**REQUIRED TASK:** Copy out the part of the Kailash Mansarovar Yaatra text below that starts with "2. Most common" and ends with "age were born.", substituting "Suresh" for "Ramesh".

*** READING TEXT ***

Kailash Mansarovar Yaatra 2013

Heavy rains have disrupted normal life in Uttarakhand, a Himalayan state of India. Lot of tourists/pilgrims are stranded around temples at these places due to flooding and continuous downpour. We often associate summer with a season to travel, in India however summer brings Monsoon with it. So it’s not the best weather for traveling, however most of the religious events take place during these months as the mountains are inaccessible during winters. For example every year millions of pilgrims visit shrines like Kedarnath, Badrinath, Hemkund Sahib. This year a record rainfall has damaged these temples and has caused an emergency in the state.

Mt. Kailash

Another pilgrimage which heads to Mt. Kailash and Mansarovar lake, also happens during the same time. This is one of the highly coveted trip and there are very few permits issued each year. Mt. Kailash being in China requires lot of process and dealing with red tape. There is an application process and a lottery is drawn for selection process.

Given the bad weather right now I was wondering how this trip was progressing. Travelers (Yaatri’s) are sent in different batches for logistical reasons. Each batch consists of around 60 people. Interestingly enough I found a list of this years yaatri’s on ministry of external affairs website. List includes their name, age and father’s name. I thought of playing around and draw some statistics. Ideally this data should have been private and not disclosed as it contains personal information.

age distribution

age distribution

1. Average age of travelers
Mean is around 47 years with Standard deviation of 11 years. Oldest person is around 70 years old and youngest being 19 years.

most common first names

most common first names

2. Most common first names
There are 21 people with first name Ramesh followed by Rajesh and Sunil. We can infer these names were popular among the masses when people with the mean age were born.

most common last name

most common last name

most common father's last name

most common father’s last name

3. Most common Last names
Patel’s have a majority with 118 people with this last name, followed by Sharma, Kumar and Gupta. When we tried to find most occurring fathers last name we find Singh taken top spot. For a while it looked amusing but when manually checked against the data set, we find there is a big ambiguity on how we write a name in India. In north people prefer to write their first name followed by middle and last. In central and west last name precedes the first name. In south there is nothing like last common name, it’s your name followed by fathers/husbands name. On some occasions there is grandparents name also added to it. So we do not have a consensus on how to write a name. In above case we found lot of people have written their last name followed by first names in their fathers name category.

*** SUPPLIED RECORDS ***

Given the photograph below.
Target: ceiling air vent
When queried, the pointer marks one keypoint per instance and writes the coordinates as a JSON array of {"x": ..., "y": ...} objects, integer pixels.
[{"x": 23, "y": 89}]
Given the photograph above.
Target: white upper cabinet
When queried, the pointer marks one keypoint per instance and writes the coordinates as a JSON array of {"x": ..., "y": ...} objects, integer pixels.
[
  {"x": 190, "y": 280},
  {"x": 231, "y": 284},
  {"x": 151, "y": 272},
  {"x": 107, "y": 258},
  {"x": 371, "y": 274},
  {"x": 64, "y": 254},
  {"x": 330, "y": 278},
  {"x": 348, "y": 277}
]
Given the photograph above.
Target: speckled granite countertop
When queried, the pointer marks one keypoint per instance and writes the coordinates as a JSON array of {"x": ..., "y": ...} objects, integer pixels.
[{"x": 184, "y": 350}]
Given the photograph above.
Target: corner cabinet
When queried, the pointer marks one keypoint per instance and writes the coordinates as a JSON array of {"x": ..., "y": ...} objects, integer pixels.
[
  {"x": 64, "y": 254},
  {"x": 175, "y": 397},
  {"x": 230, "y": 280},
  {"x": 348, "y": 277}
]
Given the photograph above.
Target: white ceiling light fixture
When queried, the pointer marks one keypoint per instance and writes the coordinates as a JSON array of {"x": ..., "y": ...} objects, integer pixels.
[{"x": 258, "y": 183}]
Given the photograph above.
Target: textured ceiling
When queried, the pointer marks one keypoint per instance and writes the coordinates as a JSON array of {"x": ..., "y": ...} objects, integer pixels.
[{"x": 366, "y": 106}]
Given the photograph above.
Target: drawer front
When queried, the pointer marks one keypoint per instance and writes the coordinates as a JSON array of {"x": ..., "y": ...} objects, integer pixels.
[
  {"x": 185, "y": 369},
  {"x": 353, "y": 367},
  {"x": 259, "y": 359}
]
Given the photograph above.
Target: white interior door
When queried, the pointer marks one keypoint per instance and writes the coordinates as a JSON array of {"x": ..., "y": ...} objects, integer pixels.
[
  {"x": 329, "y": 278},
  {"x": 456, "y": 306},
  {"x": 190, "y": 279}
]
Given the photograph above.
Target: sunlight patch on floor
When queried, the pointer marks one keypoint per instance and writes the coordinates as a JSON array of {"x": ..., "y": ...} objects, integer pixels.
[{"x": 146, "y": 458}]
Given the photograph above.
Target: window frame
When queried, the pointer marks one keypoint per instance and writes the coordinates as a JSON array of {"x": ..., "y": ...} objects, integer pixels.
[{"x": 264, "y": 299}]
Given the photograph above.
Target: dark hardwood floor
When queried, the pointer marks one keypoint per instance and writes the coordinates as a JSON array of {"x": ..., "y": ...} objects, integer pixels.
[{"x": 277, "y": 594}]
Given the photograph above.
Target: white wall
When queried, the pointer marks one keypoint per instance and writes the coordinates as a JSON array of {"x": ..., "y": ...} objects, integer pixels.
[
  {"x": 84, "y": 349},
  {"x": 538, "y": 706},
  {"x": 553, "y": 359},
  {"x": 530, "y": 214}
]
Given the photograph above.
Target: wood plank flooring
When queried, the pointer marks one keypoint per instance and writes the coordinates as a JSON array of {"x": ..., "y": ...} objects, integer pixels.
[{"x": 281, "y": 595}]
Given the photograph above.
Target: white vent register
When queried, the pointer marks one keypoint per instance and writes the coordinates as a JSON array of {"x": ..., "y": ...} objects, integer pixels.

***

**TASK RESULT:**
2. Most common first names
There are 21 people with first name Suresh followed by Rajesh and Sunil. We can infer these names were popular among the masses when people with the mean age were born.